__Work instructions__
Rescale the material from the line with "Exercise. For every instance of the yellow machine" to the line with "point(95, 60)", both ends included, and reproduce only those lines, the requests unchanged. Multiply every point coordinate by 2.4 and round to the nearest whole number, with halves rounded up.

## begin

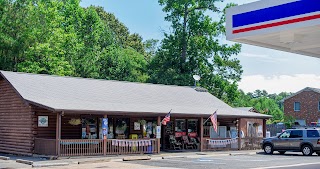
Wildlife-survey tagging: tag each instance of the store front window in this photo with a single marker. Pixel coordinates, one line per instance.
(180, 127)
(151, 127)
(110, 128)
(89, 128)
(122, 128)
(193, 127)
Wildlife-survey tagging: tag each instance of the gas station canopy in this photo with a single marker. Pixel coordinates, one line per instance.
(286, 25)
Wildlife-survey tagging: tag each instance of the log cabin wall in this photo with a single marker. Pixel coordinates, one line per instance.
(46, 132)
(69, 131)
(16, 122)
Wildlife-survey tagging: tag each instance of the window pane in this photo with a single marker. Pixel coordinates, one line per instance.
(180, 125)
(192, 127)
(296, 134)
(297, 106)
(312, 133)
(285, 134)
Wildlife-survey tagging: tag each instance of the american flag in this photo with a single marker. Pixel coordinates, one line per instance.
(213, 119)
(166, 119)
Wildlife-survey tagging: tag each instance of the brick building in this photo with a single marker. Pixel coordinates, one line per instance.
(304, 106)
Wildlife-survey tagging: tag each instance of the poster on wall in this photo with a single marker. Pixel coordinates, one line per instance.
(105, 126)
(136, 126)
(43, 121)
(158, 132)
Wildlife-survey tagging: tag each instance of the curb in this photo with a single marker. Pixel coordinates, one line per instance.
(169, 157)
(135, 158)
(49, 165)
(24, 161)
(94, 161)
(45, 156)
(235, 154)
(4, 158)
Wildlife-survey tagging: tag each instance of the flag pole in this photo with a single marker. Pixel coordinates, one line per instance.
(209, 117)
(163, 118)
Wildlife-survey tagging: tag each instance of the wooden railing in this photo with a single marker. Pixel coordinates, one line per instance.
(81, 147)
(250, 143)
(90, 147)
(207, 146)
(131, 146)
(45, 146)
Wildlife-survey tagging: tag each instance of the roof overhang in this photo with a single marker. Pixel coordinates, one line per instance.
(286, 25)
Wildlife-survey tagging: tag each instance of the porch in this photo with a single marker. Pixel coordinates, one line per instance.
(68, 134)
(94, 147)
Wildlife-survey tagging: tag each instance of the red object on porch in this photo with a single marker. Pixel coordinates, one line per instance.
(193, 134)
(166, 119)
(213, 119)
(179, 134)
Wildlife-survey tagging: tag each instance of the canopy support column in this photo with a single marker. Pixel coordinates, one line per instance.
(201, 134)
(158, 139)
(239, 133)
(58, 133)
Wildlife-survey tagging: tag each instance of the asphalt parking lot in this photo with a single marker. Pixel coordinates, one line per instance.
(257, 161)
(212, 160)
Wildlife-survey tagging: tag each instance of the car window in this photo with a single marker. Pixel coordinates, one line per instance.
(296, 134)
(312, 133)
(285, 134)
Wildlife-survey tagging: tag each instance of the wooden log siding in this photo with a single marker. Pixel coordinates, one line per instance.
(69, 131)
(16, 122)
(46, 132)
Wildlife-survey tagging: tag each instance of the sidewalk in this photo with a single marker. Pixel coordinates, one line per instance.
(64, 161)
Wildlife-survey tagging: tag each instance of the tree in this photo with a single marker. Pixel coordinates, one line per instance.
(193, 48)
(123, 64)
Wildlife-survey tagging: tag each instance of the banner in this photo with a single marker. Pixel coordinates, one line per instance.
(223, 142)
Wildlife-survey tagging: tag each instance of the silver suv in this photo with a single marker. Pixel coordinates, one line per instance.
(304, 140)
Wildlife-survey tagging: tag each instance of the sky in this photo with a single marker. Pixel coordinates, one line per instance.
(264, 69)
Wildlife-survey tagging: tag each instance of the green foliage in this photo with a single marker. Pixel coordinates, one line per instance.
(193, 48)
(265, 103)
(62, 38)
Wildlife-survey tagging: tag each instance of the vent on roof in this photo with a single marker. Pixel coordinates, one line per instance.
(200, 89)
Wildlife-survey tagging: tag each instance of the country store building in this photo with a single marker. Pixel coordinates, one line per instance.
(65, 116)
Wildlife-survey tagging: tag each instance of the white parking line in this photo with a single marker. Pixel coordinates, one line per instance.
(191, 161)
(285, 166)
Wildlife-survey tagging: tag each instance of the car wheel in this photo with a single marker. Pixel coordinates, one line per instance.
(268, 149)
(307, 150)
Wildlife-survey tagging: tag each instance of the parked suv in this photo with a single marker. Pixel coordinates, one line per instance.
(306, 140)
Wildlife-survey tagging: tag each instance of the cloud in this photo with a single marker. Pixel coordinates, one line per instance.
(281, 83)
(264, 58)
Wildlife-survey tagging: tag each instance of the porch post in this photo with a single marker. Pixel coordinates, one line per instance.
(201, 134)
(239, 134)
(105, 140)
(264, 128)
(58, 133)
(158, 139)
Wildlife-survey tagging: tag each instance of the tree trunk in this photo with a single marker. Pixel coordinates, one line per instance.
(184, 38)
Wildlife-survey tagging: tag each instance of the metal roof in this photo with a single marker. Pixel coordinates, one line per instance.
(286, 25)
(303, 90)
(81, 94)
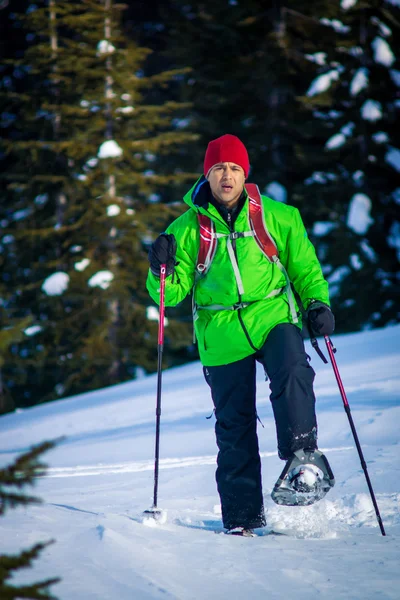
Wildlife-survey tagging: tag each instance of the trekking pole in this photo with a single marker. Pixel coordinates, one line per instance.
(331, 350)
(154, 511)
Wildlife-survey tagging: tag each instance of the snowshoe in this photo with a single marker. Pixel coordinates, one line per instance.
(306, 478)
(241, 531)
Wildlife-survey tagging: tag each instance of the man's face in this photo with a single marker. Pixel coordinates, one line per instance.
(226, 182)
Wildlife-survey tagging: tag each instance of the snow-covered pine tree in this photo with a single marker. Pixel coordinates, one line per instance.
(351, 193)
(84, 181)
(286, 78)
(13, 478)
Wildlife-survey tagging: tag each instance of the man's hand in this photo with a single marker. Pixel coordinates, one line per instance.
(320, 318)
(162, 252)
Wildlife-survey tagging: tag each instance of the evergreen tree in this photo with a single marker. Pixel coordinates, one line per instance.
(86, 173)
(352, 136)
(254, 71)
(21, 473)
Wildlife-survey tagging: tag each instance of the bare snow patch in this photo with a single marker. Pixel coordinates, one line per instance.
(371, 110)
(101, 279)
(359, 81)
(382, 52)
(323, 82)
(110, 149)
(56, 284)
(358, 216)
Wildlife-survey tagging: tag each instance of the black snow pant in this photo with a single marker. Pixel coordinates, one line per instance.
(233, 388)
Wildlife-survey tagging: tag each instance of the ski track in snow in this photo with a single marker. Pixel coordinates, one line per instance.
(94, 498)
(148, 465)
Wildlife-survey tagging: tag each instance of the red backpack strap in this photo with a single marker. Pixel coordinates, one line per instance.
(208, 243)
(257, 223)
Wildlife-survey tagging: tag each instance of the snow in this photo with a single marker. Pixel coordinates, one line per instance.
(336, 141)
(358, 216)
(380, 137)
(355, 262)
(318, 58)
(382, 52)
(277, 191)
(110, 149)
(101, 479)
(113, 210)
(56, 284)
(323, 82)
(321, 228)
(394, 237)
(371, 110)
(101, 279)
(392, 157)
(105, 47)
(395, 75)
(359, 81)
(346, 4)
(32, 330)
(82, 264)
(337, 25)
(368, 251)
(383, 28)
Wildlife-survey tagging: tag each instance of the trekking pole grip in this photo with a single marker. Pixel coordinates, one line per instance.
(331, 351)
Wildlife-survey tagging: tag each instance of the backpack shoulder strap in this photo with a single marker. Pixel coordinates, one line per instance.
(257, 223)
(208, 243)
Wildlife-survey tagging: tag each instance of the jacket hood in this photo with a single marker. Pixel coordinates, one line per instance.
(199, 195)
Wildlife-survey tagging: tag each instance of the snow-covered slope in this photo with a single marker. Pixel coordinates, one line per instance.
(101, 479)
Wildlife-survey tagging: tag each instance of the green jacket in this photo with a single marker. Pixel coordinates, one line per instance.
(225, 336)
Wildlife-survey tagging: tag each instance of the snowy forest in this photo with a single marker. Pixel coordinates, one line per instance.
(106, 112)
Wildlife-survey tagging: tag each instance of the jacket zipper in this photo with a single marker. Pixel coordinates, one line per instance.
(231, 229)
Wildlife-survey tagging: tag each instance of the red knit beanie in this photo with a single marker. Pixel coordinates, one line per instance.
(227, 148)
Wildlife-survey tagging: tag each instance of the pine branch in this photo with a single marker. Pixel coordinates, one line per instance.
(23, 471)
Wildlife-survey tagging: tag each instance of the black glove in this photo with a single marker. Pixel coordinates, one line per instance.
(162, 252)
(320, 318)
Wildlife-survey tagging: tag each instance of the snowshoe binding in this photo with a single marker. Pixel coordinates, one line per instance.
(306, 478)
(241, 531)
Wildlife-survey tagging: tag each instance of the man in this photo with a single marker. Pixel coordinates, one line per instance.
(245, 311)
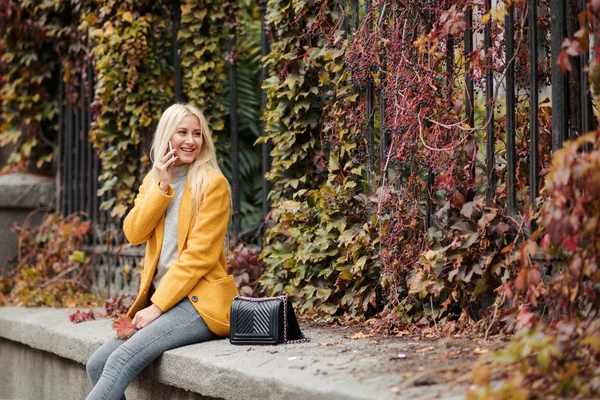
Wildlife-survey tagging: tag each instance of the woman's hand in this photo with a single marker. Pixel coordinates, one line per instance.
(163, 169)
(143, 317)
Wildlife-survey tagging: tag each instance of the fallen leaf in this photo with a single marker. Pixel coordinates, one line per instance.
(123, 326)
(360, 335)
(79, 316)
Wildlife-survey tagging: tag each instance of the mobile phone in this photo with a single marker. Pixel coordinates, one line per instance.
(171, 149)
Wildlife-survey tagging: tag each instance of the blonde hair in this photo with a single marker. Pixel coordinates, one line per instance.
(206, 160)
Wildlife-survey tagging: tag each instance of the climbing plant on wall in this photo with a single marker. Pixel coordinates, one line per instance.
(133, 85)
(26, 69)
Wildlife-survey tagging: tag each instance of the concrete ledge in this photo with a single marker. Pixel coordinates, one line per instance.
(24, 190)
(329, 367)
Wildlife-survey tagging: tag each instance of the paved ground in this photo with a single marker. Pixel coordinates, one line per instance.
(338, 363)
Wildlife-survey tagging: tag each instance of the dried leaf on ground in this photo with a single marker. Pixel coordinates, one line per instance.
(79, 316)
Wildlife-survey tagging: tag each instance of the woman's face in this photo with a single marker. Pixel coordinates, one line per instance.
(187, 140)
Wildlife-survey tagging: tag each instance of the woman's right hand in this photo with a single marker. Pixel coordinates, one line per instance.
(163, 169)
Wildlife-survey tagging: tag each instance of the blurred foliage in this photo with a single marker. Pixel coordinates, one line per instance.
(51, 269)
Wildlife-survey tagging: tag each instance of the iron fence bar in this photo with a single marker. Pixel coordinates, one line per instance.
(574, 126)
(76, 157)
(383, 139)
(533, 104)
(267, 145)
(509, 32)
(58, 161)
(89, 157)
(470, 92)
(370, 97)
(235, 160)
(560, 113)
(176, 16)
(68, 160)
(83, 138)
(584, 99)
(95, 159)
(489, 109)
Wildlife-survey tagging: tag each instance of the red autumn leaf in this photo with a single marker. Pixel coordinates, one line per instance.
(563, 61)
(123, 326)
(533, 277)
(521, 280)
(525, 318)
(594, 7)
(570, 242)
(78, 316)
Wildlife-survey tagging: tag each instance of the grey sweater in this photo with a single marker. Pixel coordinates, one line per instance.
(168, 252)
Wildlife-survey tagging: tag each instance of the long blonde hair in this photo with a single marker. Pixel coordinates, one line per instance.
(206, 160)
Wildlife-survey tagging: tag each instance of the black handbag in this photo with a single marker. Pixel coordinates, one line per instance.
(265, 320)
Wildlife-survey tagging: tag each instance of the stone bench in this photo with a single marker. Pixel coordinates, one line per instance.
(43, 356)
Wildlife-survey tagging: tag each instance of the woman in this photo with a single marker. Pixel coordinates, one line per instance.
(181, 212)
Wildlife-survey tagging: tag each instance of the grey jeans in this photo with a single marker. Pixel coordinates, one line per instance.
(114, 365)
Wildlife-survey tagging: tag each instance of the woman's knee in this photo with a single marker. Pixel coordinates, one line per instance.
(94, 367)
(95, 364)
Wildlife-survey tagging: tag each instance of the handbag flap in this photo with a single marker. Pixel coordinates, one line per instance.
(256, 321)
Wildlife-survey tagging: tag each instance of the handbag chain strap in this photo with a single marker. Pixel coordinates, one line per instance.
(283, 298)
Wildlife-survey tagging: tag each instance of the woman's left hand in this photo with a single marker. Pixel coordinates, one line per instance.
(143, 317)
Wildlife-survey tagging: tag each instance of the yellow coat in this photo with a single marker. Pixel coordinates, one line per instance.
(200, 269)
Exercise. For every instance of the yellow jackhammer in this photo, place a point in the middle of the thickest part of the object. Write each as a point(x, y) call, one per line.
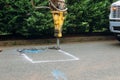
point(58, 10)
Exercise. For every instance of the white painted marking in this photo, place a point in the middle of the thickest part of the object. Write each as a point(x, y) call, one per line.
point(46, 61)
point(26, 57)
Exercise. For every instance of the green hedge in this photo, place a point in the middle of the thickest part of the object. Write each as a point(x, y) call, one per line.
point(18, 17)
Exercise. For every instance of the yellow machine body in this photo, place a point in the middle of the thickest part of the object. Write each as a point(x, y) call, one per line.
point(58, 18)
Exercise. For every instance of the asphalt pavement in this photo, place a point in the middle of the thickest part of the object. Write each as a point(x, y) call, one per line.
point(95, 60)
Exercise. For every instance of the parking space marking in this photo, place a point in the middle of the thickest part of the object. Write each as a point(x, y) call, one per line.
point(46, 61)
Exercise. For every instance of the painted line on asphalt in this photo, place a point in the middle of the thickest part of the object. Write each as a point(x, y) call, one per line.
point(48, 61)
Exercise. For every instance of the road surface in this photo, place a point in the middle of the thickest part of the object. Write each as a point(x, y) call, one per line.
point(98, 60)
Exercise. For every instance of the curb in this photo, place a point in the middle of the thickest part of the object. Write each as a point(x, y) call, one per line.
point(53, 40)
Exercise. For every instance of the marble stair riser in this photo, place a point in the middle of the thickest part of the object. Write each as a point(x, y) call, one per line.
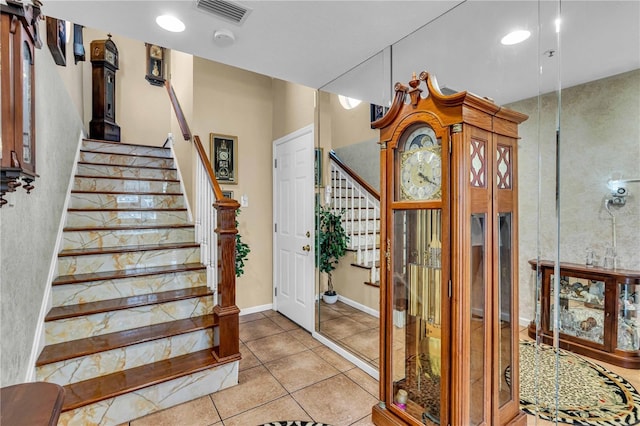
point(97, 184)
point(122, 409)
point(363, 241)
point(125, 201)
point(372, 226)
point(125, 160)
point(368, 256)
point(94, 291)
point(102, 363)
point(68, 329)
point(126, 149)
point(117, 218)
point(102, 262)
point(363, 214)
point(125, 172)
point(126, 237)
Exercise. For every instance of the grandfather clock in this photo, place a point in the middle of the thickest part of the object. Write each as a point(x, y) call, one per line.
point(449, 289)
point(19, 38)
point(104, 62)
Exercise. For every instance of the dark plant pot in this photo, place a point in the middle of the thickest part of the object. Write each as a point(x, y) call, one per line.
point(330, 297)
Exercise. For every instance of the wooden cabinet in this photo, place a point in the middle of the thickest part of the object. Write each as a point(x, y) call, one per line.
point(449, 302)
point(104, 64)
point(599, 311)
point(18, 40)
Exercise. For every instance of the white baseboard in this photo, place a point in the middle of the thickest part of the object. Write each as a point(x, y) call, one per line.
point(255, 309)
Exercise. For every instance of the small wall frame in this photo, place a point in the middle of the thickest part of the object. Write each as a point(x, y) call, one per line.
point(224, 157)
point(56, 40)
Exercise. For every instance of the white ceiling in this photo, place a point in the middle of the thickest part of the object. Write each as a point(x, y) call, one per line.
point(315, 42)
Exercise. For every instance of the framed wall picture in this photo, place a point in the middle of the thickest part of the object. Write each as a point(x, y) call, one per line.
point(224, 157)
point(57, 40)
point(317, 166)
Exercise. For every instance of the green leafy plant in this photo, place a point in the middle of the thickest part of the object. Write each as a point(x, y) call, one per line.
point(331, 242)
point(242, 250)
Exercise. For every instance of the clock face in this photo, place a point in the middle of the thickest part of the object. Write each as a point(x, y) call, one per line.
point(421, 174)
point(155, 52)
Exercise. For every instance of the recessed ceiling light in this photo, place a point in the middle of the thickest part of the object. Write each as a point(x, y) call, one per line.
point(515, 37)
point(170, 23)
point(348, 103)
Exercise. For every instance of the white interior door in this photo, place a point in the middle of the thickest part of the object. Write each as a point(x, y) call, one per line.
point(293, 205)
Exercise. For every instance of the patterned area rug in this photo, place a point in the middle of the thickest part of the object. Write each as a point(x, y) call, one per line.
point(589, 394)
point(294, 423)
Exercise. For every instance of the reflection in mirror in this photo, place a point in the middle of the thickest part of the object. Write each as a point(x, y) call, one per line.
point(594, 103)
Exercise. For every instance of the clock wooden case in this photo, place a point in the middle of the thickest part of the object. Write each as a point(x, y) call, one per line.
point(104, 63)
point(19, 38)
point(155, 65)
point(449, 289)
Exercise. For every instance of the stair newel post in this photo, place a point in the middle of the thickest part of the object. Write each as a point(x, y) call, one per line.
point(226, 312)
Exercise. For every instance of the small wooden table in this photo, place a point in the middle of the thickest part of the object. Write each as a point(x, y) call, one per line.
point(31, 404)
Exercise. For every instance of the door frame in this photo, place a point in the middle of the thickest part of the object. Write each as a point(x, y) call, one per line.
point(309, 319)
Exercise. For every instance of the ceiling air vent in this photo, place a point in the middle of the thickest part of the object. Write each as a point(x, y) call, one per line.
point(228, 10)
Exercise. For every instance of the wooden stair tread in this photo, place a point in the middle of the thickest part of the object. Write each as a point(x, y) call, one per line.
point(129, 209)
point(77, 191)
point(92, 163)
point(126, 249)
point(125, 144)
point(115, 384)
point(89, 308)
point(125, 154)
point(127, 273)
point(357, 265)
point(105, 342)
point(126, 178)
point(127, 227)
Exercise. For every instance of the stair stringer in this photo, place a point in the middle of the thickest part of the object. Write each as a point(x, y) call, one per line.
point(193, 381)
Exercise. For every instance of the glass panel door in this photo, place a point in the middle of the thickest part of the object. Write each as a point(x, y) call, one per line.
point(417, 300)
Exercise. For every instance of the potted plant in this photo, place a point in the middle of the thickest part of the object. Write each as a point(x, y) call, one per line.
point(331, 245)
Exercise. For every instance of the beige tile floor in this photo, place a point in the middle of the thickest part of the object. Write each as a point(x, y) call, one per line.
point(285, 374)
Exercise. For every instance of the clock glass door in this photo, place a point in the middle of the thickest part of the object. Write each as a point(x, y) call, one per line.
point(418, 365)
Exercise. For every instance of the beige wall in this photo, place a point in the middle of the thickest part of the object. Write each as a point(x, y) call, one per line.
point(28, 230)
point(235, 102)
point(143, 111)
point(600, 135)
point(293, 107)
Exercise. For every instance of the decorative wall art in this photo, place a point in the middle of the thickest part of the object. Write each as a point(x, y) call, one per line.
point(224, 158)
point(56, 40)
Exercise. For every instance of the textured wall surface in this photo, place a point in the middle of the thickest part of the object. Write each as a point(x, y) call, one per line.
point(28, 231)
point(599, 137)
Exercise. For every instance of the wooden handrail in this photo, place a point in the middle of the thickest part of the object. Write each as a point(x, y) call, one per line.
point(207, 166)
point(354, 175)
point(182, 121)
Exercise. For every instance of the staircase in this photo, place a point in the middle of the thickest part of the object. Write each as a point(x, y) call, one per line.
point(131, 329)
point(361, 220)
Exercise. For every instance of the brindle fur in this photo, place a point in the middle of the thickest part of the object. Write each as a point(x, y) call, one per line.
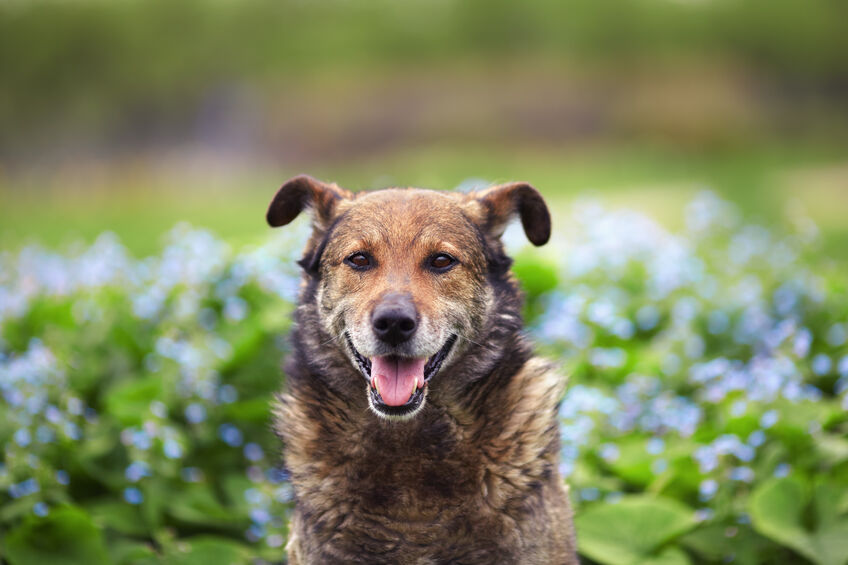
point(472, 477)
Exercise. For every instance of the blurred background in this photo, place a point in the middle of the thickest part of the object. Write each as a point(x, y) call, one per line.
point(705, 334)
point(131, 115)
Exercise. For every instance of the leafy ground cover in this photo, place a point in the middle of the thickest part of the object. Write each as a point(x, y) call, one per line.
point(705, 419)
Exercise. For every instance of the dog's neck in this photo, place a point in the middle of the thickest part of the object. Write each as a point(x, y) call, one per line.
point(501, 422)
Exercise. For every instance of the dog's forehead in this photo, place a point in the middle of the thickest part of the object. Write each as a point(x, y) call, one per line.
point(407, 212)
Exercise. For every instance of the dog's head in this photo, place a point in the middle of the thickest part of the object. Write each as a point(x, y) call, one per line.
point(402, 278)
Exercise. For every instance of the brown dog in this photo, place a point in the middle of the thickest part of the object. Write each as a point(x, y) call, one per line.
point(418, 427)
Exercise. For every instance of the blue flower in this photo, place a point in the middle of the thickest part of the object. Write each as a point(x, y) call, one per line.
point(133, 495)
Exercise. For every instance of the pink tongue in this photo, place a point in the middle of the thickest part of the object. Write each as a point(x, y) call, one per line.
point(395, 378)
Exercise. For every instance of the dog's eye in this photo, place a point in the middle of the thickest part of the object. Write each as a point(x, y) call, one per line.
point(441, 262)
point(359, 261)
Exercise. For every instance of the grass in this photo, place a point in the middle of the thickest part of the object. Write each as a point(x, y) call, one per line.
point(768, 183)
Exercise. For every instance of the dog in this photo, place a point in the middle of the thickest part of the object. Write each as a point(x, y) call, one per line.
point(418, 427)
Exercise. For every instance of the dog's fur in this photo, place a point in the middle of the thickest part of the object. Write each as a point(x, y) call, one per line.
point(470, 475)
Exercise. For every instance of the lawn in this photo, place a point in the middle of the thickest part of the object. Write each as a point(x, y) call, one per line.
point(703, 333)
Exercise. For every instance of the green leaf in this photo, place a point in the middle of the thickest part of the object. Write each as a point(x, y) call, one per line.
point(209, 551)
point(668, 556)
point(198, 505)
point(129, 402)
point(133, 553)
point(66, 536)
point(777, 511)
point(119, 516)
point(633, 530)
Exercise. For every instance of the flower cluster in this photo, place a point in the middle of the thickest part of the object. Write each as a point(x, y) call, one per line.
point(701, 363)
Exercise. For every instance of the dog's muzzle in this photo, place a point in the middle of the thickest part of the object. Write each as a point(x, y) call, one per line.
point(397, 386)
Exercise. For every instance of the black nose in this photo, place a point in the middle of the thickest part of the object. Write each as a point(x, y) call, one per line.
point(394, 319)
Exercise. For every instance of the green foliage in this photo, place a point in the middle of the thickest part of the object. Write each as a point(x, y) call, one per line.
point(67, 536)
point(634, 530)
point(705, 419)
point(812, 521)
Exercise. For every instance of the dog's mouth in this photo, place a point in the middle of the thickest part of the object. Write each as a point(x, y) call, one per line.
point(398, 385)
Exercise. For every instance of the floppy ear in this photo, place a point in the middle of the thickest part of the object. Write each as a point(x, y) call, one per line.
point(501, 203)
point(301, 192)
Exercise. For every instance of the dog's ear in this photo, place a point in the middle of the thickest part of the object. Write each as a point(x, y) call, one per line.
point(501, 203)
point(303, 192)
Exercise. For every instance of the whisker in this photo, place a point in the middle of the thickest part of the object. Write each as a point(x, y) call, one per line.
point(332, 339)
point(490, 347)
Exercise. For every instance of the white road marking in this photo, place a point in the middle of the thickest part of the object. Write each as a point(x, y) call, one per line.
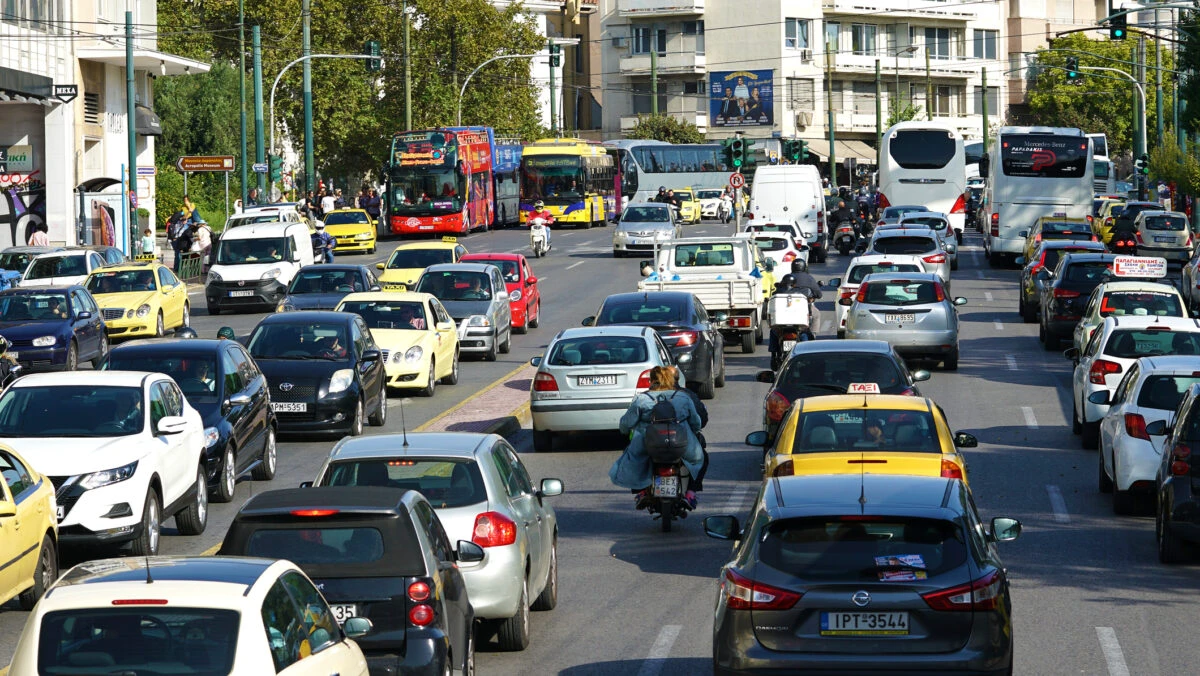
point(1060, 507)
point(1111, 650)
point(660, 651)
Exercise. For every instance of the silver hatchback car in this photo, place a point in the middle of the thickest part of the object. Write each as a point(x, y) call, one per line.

## end

__Solution for this task__
Exercise. For every instance of the yellow machine body in this photo, place a point in the middle of the thickest part of the object. Write each as a point(x, y) call, one per line.
point(139, 43)
Exercise. For every instance of the asphalt pavement in this photo, place a point in the middle of the thickest part of the object. Write each as a point(x, y) call, one per line.
point(228, 144)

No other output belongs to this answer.